What you have to do: I'd like the entries reproduced exactly, with the images omitted.

Given data:
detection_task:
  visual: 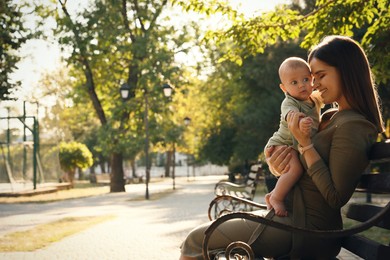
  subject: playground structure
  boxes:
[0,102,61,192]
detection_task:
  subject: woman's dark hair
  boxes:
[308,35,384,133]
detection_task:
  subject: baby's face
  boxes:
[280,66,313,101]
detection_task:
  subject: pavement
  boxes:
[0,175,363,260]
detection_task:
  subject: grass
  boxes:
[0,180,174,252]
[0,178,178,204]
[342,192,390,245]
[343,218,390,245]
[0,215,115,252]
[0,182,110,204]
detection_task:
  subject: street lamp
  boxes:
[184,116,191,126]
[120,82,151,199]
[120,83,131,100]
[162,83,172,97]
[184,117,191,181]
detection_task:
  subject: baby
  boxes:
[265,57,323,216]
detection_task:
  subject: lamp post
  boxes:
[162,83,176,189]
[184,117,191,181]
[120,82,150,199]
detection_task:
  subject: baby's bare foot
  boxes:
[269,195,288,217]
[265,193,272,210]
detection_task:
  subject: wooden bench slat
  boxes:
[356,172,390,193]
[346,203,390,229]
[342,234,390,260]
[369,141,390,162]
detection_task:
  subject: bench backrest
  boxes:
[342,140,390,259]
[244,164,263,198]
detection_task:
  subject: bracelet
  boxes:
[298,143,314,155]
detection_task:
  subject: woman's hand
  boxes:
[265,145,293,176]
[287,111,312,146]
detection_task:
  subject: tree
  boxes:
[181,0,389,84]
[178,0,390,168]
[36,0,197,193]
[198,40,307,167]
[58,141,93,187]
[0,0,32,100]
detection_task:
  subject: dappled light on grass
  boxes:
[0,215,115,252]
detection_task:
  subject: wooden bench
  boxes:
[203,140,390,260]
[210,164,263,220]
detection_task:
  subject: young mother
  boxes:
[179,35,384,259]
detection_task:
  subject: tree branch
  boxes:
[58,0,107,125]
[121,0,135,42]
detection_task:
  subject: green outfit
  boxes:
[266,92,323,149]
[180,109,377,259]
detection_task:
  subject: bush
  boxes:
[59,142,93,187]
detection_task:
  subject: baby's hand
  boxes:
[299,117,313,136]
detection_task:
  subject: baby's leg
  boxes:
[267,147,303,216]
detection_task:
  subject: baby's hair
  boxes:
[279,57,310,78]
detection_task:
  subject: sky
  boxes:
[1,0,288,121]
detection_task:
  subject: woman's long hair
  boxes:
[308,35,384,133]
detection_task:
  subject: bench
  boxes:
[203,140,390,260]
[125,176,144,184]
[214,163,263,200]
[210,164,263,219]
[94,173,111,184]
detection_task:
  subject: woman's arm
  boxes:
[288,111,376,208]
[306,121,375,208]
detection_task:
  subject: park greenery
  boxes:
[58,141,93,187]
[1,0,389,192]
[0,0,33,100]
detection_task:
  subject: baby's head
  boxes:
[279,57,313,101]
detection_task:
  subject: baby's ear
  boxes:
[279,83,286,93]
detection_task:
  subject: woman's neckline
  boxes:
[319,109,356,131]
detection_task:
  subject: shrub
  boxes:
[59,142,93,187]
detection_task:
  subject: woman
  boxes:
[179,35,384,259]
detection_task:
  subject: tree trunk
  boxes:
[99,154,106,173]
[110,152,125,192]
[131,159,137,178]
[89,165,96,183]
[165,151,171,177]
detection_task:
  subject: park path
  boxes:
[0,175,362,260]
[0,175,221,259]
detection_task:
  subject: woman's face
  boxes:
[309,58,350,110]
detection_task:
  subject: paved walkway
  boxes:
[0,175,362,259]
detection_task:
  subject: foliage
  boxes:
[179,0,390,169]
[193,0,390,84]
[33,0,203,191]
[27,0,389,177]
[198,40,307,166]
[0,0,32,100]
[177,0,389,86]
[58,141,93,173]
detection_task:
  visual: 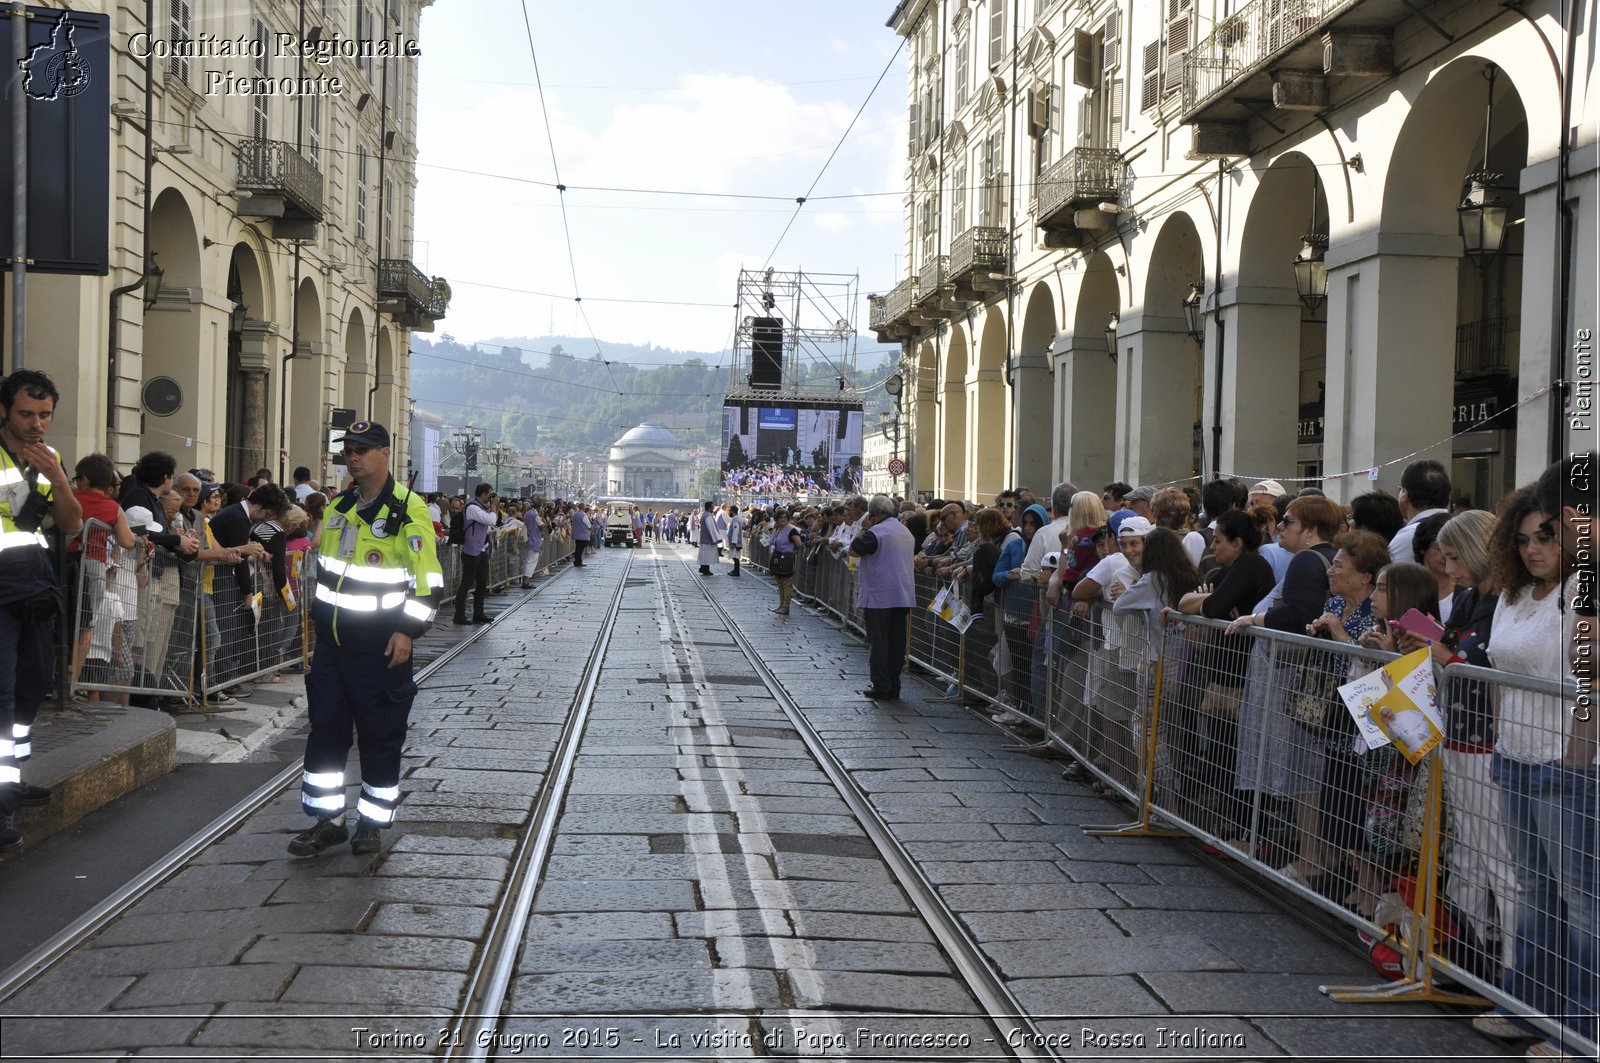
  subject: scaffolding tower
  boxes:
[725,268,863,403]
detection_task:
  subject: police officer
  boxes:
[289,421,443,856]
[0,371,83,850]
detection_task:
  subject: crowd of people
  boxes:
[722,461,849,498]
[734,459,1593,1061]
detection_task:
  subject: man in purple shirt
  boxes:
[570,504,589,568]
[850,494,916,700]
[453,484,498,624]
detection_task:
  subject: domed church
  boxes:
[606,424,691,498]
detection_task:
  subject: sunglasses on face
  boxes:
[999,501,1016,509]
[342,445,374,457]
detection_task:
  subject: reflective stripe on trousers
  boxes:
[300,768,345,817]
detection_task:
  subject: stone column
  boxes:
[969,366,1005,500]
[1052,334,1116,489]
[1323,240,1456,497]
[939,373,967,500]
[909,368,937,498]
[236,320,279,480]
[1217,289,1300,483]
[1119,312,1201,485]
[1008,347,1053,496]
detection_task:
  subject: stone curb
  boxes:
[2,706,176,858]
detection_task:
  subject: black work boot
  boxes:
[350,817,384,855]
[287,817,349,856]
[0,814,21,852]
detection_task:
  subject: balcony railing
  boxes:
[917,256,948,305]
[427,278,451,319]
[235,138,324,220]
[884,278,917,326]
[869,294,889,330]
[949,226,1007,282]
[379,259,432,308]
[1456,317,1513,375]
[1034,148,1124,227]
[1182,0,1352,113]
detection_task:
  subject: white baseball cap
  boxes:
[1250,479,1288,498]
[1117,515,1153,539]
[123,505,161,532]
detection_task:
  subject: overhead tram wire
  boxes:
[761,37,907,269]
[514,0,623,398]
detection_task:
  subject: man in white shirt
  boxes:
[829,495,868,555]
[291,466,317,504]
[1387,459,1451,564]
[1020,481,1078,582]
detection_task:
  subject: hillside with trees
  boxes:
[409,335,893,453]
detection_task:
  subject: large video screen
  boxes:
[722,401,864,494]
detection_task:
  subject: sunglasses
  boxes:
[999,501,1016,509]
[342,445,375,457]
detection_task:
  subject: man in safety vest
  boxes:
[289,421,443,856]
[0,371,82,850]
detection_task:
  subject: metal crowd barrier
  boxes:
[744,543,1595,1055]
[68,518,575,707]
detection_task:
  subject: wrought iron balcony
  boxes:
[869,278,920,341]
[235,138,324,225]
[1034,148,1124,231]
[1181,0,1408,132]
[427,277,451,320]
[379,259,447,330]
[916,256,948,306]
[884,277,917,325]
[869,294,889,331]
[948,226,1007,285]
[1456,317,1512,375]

Answer to the exercise:
detection_task:
  visual: 
  subject: playground structure
  boxes:
[0,102,61,192]
detection_task:
  subject: woman's dark hair
  boxes:
[308,35,384,133]
detection_task:
  subject: baby's face
  boxes:
[280,66,313,101]
detection_task:
  subject: pavement
  boxes:
[0,175,363,260]
detection_task:
  subject: grass
  boxes:
[0,180,174,252]
[0,178,178,204]
[342,192,390,245]
[343,218,390,245]
[0,215,115,252]
[0,182,110,204]
detection_task:
  subject: street lamp
  boxes:
[184,116,191,126]
[120,82,151,199]
[120,83,131,100]
[162,83,172,97]
[184,117,191,181]
detection_task:
  subject: baby
  boxes:
[265,57,323,216]
detection_task:
  subject: lamp post
  boxes:
[162,83,176,189]
[184,117,191,181]
[120,82,150,199]
detection_task:
  subject: baby's bare foot
  boxes:
[269,195,288,217]
[265,193,272,210]
detection_task:
  subject: wooden bench slat
  boxes:
[356,172,390,193]
[346,203,390,229]
[342,234,390,260]
[369,141,390,162]
detection_task:
  subject: bench backrest
  boxes:
[342,140,390,259]
[244,164,263,198]
detection_task:
  subject: bracelet
  boxes:
[298,143,314,155]
detection_task:
  subject: woman's hand
  boxes:
[265,145,293,176]
[287,111,312,146]
detection_task:
  subject: tree
  boxes:
[181,0,389,84]
[178,0,390,168]
[36,0,197,193]
[198,40,307,167]
[58,141,93,187]
[0,0,32,100]
detection_task:
  subject: dappled light on grass
  boxes:
[0,215,115,252]
detection_task:
  subject: wooden bench
  boxes:
[203,140,390,260]
[210,164,263,220]
detection_task:
  subject: young mother
  boxes:
[179,35,384,259]
detection_task:
  subject: tree branch
  boxes:
[58,0,107,125]
[121,0,135,42]
detection_task:
  subject: green outfit
  boxes:
[266,92,323,149]
[180,109,377,259]
detection_task:
  subject: bush
  boxes:
[59,142,93,187]
detection_task:
  subject: baby's hand
  boxes:
[299,117,313,136]
detection_task:
  subject: baby's leg
  boxes:
[267,147,303,216]
detection_task:
  subject: baby's hair
  boxes:
[279,57,310,78]
detection_task:
  subject: sky
  boxes:
[1,0,288,121]
detection_task:
  subject: woman's long hair
  boxes:
[308,35,384,133]
detection_task:
  subject: bench
  boxes:
[203,140,390,260]
[125,176,144,184]
[214,163,263,200]
[210,164,263,219]
[94,173,111,184]
detection_task:
  subject: woman's arm
  boxes:
[288,111,376,208]
[306,121,375,208]
detection_task:
  subject: park greenery
  boxes:
[58,141,93,187]
[1,0,389,192]
[0,0,33,100]
detection_task:
  subject: baby's head
  boxes:
[279,57,313,101]
detection_task:
  subject: baby's ear
  boxes:
[279,83,286,93]
detection_task:
  subject: woman's neckline
  boxes:
[319,109,356,131]
detection_task:
  subject: shrub
  boxes:
[59,142,93,187]
detection_task:
  subject: woman
  boxes:
[179,35,384,259]
detection_task:
  subject: tree trunk
  boxes:
[99,154,106,173]
[110,152,125,192]
[131,159,137,178]
[89,165,96,183]
[165,151,171,177]
detection_task:
  subject: park path
  boxes:
[0,175,362,260]
[0,175,221,259]
detection_task:
  subject: woman's face
  boxes:
[309,58,350,110]
detection_task:
  subject: paved walkway
  boxes:
[0,175,362,259]
detection_task:
  subject: foliage
  boxes:
[179,0,390,169]
[193,0,390,84]
[33,0,203,191]
[27,0,389,177]
[198,40,307,166]
[0,0,32,100]
[177,0,389,86]
[58,141,93,173]
detection_task:
  visual: 
  subject: scaffolding tower
  boxes:
[725,268,863,403]
detection_task:
  subject: police officer
  boxes:
[289,421,443,856]
[0,371,83,850]
detection_task:
  subject: crowd of people
  boxes:
[722,461,849,498]
[734,459,1593,1061]
detection_task:
  subject: man in purple shirt
  boxes:
[570,504,589,568]
[850,494,916,700]
[453,484,498,624]
detection_task:
  subject: domed church
  boxes:
[606,424,691,498]
detection_task:
  subject: sunglasses on face
  boxes:
[999,501,1016,509]
[342,445,374,457]
detection_task:
  subject: reflective stripe on trousers
  boxes:
[300,768,345,817]
detection_task:
  subject: stone column
  boxes:
[969,366,1005,500]
[1052,334,1116,489]
[1323,240,1456,497]
[939,373,967,500]
[909,368,937,498]
[236,320,279,480]
[1217,289,1300,483]
[1119,312,1201,485]
[1008,347,1053,496]
detection_task:
  subject: stone curb
  boxes:
[2,706,176,858]
detection_task:
  subject: black work boot
  boxes:
[350,817,384,855]
[287,817,349,856]
[0,814,21,852]
detection_task:
  subject: balcony railing
  boxes:
[917,256,948,305]
[427,278,451,319]
[235,138,324,220]
[884,278,917,326]
[869,294,889,330]
[949,226,1007,282]
[379,259,432,308]
[1456,317,1513,375]
[1034,148,1124,227]
[1182,0,1352,113]
detection_task:
  subject: white baseball cap
  boxes:
[1250,479,1288,498]
[1117,515,1153,539]
[123,505,161,532]
detection_task:
  subject: overhead tram wire
  boxes:
[761,37,907,269]
[514,0,623,398]
detection_task:
  subject: man in white shirt
  boxes:
[829,495,868,555]
[291,466,317,504]
[1387,459,1451,564]
[1020,481,1078,582]
detection_task:
  subject: hillside with trees
  boxes:
[409,335,893,453]
detection_task:
  subject: large video screen
  boxes:
[722,401,864,494]
detection_task:
  subject: sunglasses
  boxes:
[999,501,1016,509]
[342,445,375,457]
detection_task:
  subject: man in safety vest
  boxes:
[289,421,443,856]
[0,371,82,850]
detection_task:
  subject: metal crowd barrier
  boxes:
[744,543,1595,1055]
[68,518,575,707]
detection_task:
  subject: wrought iron balcony
  boxes:
[869,278,920,341]
[235,138,324,225]
[1034,148,1124,231]
[1181,0,1408,132]
[427,277,451,320]
[379,259,447,330]
[916,256,948,306]
[884,277,917,325]
[869,294,889,331]
[948,226,1007,285]
[1456,317,1512,375]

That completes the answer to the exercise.